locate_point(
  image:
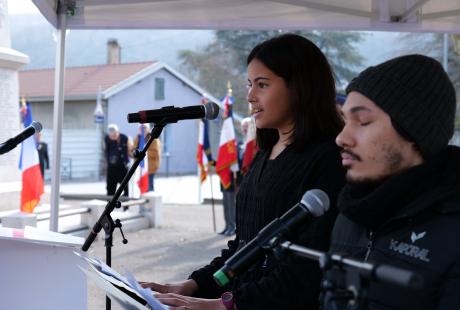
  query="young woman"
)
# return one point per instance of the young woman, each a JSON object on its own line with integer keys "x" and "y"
{"x": 291, "y": 91}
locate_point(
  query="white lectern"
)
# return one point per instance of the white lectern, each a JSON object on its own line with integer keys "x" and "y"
{"x": 39, "y": 270}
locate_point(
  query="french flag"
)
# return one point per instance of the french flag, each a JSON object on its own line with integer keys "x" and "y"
{"x": 203, "y": 154}
{"x": 32, "y": 179}
{"x": 227, "y": 158}
{"x": 143, "y": 177}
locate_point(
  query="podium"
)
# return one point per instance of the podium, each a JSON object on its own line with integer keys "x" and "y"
{"x": 39, "y": 270}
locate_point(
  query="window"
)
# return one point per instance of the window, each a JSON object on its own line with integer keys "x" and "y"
{"x": 159, "y": 88}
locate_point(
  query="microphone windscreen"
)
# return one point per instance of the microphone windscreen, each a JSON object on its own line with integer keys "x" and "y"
{"x": 316, "y": 201}
{"x": 37, "y": 126}
{"x": 212, "y": 110}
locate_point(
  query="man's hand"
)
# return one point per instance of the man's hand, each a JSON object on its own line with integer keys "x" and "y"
{"x": 179, "y": 302}
{"x": 186, "y": 288}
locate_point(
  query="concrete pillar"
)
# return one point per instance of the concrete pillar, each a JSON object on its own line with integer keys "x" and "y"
{"x": 153, "y": 209}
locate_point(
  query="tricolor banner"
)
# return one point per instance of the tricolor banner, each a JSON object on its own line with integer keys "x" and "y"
{"x": 143, "y": 177}
{"x": 227, "y": 159}
{"x": 32, "y": 179}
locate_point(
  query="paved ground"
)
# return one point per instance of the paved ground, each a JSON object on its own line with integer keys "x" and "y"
{"x": 169, "y": 253}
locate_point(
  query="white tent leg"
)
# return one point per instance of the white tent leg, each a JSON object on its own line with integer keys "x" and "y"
{"x": 58, "y": 114}
{"x": 445, "y": 54}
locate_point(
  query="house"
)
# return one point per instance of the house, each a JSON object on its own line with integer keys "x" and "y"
{"x": 123, "y": 89}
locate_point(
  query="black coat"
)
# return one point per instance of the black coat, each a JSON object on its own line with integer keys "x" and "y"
{"x": 411, "y": 221}
{"x": 271, "y": 188}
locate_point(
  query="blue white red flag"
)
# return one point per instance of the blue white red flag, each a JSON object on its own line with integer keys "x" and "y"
{"x": 32, "y": 179}
{"x": 203, "y": 154}
{"x": 227, "y": 158}
{"x": 143, "y": 177}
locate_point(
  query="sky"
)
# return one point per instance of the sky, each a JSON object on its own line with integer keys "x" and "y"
{"x": 376, "y": 47}
{"x": 21, "y": 7}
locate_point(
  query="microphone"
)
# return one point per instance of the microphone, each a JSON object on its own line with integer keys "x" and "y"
{"x": 27, "y": 132}
{"x": 172, "y": 114}
{"x": 314, "y": 203}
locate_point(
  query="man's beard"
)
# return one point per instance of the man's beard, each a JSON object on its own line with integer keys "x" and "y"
{"x": 393, "y": 159}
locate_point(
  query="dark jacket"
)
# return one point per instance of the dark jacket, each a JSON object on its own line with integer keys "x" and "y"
{"x": 271, "y": 188}
{"x": 411, "y": 221}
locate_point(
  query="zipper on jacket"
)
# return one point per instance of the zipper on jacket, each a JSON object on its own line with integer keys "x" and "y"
{"x": 370, "y": 243}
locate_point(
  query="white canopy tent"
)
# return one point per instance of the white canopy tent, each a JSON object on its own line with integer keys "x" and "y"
{"x": 386, "y": 15}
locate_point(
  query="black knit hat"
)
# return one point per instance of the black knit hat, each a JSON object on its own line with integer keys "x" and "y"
{"x": 416, "y": 93}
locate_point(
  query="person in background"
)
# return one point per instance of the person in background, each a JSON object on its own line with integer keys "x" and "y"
{"x": 249, "y": 146}
{"x": 116, "y": 148}
{"x": 291, "y": 92}
{"x": 42, "y": 149}
{"x": 153, "y": 153}
{"x": 401, "y": 203}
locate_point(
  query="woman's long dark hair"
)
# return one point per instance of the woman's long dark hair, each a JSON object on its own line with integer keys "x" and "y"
{"x": 311, "y": 88}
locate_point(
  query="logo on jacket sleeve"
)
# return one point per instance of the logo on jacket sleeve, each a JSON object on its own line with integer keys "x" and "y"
{"x": 411, "y": 249}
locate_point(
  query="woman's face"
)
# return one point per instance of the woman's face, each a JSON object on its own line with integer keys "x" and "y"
{"x": 268, "y": 97}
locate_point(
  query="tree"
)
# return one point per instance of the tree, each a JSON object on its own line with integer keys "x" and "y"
{"x": 432, "y": 44}
{"x": 225, "y": 59}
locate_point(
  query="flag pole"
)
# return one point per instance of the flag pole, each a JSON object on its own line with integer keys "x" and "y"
{"x": 212, "y": 201}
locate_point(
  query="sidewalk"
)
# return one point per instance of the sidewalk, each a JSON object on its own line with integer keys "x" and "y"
{"x": 174, "y": 190}
{"x": 184, "y": 242}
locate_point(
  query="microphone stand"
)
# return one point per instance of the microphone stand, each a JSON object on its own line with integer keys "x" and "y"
{"x": 105, "y": 221}
{"x": 347, "y": 281}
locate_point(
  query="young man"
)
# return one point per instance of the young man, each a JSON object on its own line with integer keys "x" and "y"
{"x": 401, "y": 204}
{"x": 116, "y": 150}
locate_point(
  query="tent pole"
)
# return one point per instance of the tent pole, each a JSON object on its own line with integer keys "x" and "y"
{"x": 58, "y": 114}
{"x": 445, "y": 54}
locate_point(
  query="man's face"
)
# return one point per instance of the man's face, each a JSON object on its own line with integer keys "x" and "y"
{"x": 372, "y": 149}
{"x": 113, "y": 135}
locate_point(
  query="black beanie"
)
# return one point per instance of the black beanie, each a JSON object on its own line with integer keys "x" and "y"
{"x": 416, "y": 93}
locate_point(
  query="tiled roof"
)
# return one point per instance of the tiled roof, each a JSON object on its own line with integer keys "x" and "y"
{"x": 79, "y": 81}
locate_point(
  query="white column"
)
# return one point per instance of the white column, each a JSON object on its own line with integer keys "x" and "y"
{"x": 10, "y": 62}
{"x": 58, "y": 115}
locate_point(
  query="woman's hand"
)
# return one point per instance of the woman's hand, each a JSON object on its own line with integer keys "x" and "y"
{"x": 179, "y": 302}
{"x": 186, "y": 288}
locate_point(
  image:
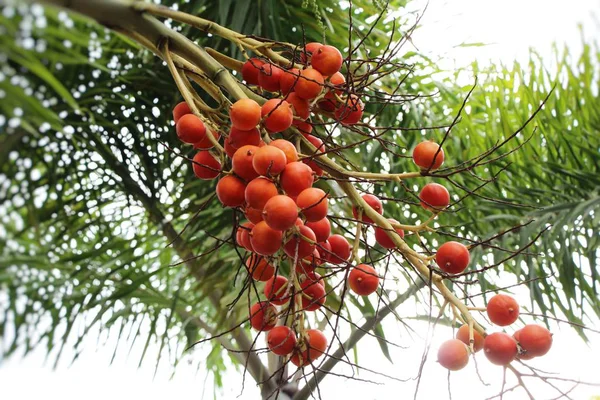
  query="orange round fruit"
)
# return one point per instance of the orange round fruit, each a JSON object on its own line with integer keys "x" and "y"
{"x": 363, "y": 280}
{"x": 230, "y": 191}
{"x": 313, "y": 204}
{"x": 434, "y": 197}
{"x": 269, "y": 161}
{"x": 205, "y": 166}
{"x": 277, "y": 115}
{"x": 281, "y": 340}
{"x": 265, "y": 240}
{"x": 327, "y": 60}
{"x": 280, "y": 212}
{"x": 463, "y": 335}
{"x": 428, "y": 155}
{"x": 382, "y": 236}
{"x": 500, "y": 348}
{"x": 452, "y": 257}
{"x": 503, "y": 310}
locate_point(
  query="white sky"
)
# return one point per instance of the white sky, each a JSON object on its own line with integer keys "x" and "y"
{"x": 512, "y": 26}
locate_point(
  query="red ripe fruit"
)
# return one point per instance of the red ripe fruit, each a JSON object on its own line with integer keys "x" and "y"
{"x": 205, "y": 166}
{"x": 327, "y": 60}
{"x": 245, "y": 114}
{"x": 269, "y": 161}
{"x": 281, "y": 340}
{"x": 304, "y": 240}
{"x": 535, "y": 340}
{"x": 452, "y": 257}
{"x": 313, "y": 204}
{"x": 309, "y": 50}
{"x": 277, "y": 115}
{"x": 242, "y": 162}
{"x": 259, "y": 191}
{"x": 453, "y": 355}
{"x": 263, "y": 316}
{"x": 243, "y": 235}
{"x": 434, "y": 197}
{"x": 426, "y": 155}
{"x": 230, "y": 191}
{"x": 265, "y": 240}
{"x": 463, "y": 335}
{"x": 190, "y": 129}
{"x": 310, "y": 84}
{"x": 259, "y": 268}
{"x": 291, "y": 154}
{"x": 375, "y": 204}
{"x": 251, "y": 69}
{"x": 316, "y": 345}
{"x": 350, "y": 111}
{"x": 382, "y": 236}
{"x": 313, "y": 295}
{"x": 363, "y": 280}
{"x": 300, "y": 106}
{"x": 276, "y": 290}
{"x": 288, "y": 80}
{"x": 269, "y": 77}
{"x": 295, "y": 178}
{"x": 321, "y": 228}
{"x": 503, "y": 310}
{"x": 280, "y": 212}
{"x": 500, "y": 348}
{"x": 340, "y": 249}
{"x": 180, "y": 110}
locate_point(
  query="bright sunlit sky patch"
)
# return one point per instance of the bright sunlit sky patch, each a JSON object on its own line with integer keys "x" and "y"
{"x": 510, "y": 27}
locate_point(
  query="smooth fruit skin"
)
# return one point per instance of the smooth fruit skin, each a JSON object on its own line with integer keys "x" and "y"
{"x": 500, "y": 348}
{"x": 281, "y": 340}
{"x": 277, "y": 115}
{"x": 245, "y": 114}
{"x": 304, "y": 240}
{"x": 230, "y": 191}
{"x": 296, "y": 177}
{"x": 276, "y": 290}
{"x": 316, "y": 345}
{"x": 503, "y": 310}
{"x": 535, "y": 340}
{"x": 313, "y": 295}
{"x": 242, "y": 162}
{"x": 453, "y": 355}
{"x": 251, "y": 69}
{"x": 452, "y": 257}
{"x": 190, "y": 129}
{"x": 269, "y": 77}
{"x": 375, "y": 204}
{"x": 259, "y": 268}
{"x": 180, "y": 110}
{"x": 280, "y": 212}
{"x": 363, "y": 280}
{"x": 313, "y": 204}
{"x": 350, "y": 112}
{"x": 263, "y": 316}
{"x": 463, "y": 335}
{"x": 327, "y": 60}
{"x": 291, "y": 154}
{"x": 340, "y": 249}
{"x": 382, "y": 236}
{"x": 434, "y": 197}
{"x": 269, "y": 161}
{"x": 265, "y": 240}
{"x": 424, "y": 154}
{"x": 321, "y": 228}
{"x": 310, "y": 84}
{"x": 205, "y": 166}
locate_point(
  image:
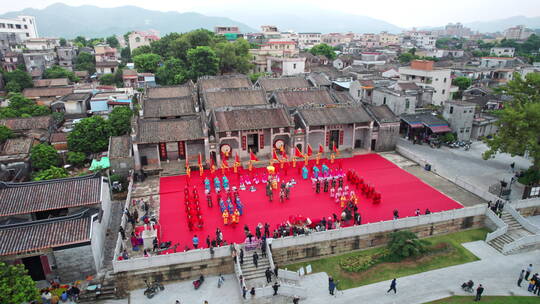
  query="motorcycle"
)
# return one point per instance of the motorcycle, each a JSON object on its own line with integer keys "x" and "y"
{"x": 152, "y": 290}
{"x": 197, "y": 283}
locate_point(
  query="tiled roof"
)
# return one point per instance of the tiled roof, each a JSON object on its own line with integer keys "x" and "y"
{"x": 223, "y": 82}
{"x": 246, "y": 119}
{"x": 272, "y": 84}
{"x": 47, "y": 92}
{"x": 338, "y": 115}
{"x": 55, "y": 82}
{"x": 167, "y": 130}
{"x": 44, "y": 234}
{"x": 29, "y": 123}
{"x": 295, "y": 98}
{"x": 382, "y": 114}
{"x": 168, "y": 107}
{"x": 120, "y": 146}
{"x": 234, "y": 97}
{"x": 58, "y": 137}
{"x": 23, "y": 198}
{"x": 19, "y": 145}
{"x": 170, "y": 91}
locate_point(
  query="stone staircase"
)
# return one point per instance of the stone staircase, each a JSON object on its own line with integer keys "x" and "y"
{"x": 254, "y": 276}
{"x": 515, "y": 232}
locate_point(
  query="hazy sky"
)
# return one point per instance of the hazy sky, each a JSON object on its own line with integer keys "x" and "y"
{"x": 398, "y": 12}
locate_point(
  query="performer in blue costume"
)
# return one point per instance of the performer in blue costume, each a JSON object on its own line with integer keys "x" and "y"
{"x": 225, "y": 182}
{"x": 239, "y": 205}
{"x": 207, "y": 185}
{"x": 316, "y": 172}
{"x": 230, "y": 206}
{"x": 217, "y": 184}
{"x": 221, "y": 205}
{"x": 326, "y": 170}
{"x": 305, "y": 172}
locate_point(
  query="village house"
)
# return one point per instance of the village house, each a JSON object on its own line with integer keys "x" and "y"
{"x": 250, "y": 129}
{"x": 270, "y": 85}
{"x": 74, "y": 103}
{"x": 424, "y": 74}
{"x": 15, "y": 158}
{"x": 460, "y": 115}
{"x": 344, "y": 127}
{"x": 296, "y": 98}
{"x": 55, "y": 228}
{"x": 37, "y": 127}
{"x": 137, "y": 39}
{"x": 120, "y": 155}
{"x": 385, "y": 128}
{"x": 402, "y": 97}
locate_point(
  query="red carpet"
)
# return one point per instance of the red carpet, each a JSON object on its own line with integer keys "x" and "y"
{"x": 400, "y": 190}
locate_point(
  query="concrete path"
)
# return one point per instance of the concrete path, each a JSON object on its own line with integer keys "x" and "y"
{"x": 469, "y": 165}
{"x": 496, "y": 272}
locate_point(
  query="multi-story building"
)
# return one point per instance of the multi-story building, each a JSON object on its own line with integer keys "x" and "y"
{"x": 308, "y": 40}
{"x": 424, "y": 74}
{"x": 41, "y": 44}
{"x": 23, "y": 26}
{"x": 139, "y": 38}
{"x": 460, "y": 115}
{"x": 518, "y": 33}
{"x": 66, "y": 56}
{"x": 502, "y": 51}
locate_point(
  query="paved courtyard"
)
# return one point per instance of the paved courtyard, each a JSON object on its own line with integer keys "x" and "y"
{"x": 469, "y": 165}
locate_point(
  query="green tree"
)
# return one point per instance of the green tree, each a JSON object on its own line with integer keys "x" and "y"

WHAT YOU NEED TO DO: Where a line of the records holds the word "green", copy that line.

SOLUTION TO THIS PROBLEM:
  query="green tree"
# return one point per instance of the green tree, each a JSON object on its own line with integer keys "x" and "y"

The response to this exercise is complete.